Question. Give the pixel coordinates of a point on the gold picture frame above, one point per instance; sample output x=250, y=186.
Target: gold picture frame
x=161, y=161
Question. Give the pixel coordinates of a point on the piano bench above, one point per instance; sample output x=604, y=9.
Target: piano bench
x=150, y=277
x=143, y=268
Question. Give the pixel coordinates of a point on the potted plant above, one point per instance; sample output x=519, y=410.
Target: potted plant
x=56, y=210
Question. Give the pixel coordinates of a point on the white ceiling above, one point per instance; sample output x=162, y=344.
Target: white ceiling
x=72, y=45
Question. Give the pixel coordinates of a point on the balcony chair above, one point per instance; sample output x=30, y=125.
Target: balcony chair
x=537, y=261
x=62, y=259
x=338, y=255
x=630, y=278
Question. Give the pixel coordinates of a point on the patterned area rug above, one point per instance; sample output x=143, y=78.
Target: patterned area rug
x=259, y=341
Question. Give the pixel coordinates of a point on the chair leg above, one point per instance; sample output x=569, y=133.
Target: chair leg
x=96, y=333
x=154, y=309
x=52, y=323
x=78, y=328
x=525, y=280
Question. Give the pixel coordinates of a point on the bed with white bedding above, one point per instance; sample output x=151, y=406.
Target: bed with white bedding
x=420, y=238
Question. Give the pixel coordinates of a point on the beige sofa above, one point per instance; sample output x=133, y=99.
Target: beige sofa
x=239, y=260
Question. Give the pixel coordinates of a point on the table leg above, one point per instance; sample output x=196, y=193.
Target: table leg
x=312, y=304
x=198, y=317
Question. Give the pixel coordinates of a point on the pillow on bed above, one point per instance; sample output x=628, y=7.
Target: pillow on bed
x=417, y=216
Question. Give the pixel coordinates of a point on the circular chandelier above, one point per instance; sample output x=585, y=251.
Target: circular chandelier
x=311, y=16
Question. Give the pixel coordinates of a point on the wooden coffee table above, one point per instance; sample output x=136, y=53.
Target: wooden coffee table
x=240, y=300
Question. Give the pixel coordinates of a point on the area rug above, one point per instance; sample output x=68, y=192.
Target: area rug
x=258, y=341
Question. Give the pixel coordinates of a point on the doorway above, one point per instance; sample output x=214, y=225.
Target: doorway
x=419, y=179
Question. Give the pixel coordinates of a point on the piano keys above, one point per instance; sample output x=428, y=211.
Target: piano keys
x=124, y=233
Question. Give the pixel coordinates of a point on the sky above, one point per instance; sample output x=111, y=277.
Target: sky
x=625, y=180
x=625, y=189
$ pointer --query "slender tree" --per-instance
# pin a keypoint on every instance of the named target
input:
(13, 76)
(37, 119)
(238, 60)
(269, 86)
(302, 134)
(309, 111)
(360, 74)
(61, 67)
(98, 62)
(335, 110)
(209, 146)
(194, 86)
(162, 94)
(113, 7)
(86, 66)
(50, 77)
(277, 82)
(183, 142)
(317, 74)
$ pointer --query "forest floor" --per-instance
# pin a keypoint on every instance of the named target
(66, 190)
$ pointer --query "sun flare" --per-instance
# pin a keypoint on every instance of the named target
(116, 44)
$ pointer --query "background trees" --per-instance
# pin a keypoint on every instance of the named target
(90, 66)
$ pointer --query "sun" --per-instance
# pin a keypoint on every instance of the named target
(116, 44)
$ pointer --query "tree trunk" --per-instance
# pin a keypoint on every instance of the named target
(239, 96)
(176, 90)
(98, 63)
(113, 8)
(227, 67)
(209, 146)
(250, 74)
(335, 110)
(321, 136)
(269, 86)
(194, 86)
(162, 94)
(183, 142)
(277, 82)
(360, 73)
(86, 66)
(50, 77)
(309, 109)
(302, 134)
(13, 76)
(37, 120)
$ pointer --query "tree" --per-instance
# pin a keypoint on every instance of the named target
=====
_PROBLEM TO SOLVE_: Look back at the records above. Repeat all of them exactly.

_EXERCISE SOLUTION_:
Question. Give the pixel coordinates of a point on the gold picture frame above, one point per instance; sample output x=250, y=186.
Target: gold picture frame
x=161, y=161
Question. Give the pixel coordinates of a point on the piano bench above, one point per instance; sample output x=604, y=9.
Target: piano bench
x=150, y=277
x=143, y=268
Question. Give the pixel coordinates of a point on the potted plant above, one point per instance; sample output x=519, y=410.
Target: potted plant
x=56, y=210
Question. Give the pixel coordinates of a point on the white ceiling above, one point per instance; sample output x=162, y=344.
Target: white ceiling
x=72, y=45
Question. Give the pixel coordinates of a point on the balcony chair above, one point per instance; sample output x=30, y=125.
Target: balcony chair
x=537, y=261
x=62, y=259
x=338, y=255
x=630, y=278
Question. Give the pixel coordinates of a point on the patterned area rug above, one point per instance; sample output x=143, y=78.
Target: patterned area rug
x=259, y=341
Question. Give the pixel coordinates of a point on the chair leg above, one point per instance; sample output x=569, y=133.
Target: chair leg
x=96, y=333
x=154, y=309
x=52, y=323
x=78, y=328
x=525, y=280
Question. Give the pixel coordinates of a point on the bed with white bedding above, one point per instance; sample output x=151, y=406.
Target: bed with white bedding
x=420, y=238
Question. Give the pixel coordinates of a point on the beige sofa above, one point per instance; sample output x=133, y=99.
Target: beige sofa
x=239, y=260
Question. Give the pixel coordinates of a point on the table leg above, one point per instance; sample output x=196, y=193.
Target: table leg
x=312, y=304
x=198, y=317
Question. Give the pixel coordinates of a point on the pillow on bed above, one point per instance; sample output x=628, y=7.
Target: pillow on bed
x=417, y=216
Question. Give the pixel coordinates of a point on the circular chandelier above, one point per instance; sample output x=585, y=251.
Target: circular chandelier
x=311, y=16
Question. Give the pixel coordinates of a point on the wooden coffee table above, one point per instance; sample output x=136, y=53.
Target: wooden coffee table
x=240, y=300
Question. Give the pixel coordinates of a point on the area rug above, one point per instance; sample output x=68, y=192.
Target: area rug
x=258, y=341
Question. Give the pixel coordinates of a point on the doorway above, one point per instance; sample output x=214, y=225.
Target: doorway
x=419, y=179
Question. Give the pixel coordinates of a point on the piano keys above, one point per instance; sample output x=428, y=211.
Target: piano keys
x=124, y=233
Question. Give the pixel coordinates of a point on the sky above, one point per instance; sample output x=111, y=277.
Target: sky
x=625, y=180
x=625, y=189
$ pointer --query "slender tree" --per-instance
# pin a keypoint on every instance of the named target
input:
(13, 76)
(37, 119)
(238, 60)
(269, 86)
(302, 134)
(309, 111)
(360, 74)
(61, 67)
(98, 62)
(335, 110)
(209, 146)
(194, 86)
(162, 94)
(113, 7)
(86, 66)
(50, 77)
(277, 82)
(183, 142)
(317, 74)
$ pointer --query "forest floor" --per-instance
# pin a keypoint on every instance of the named target
(66, 190)
$ pointer --query "sun flare" --per-instance
# pin a keypoint on every instance of the named target
(116, 44)
$ pointer --query "background trees" --per-instance
# pin a keypoint on every instance of the named target
(90, 66)
$ pointer --query "sun" --per-instance
# pin a keypoint on every instance of the named target
(116, 44)
$ pointer --query "tree trunk" --per-instance
# pin a keypoint on every instance of the named target
(239, 96)
(176, 90)
(98, 63)
(113, 8)
(227, 67)
(209, 146)
(250, 74)
(335, 110)
(321, 136)
(269, 86)
(194, 86)
(162, 94)
(183, 142)
(277, 82)
(360, 73)
(86, 66)
(50, 77)
(309, 109)
(302, 134)
(13, 76)
(37, 120)
$ pointer --query "tree" --per-instance
# pin a keypoint on every instance of the named target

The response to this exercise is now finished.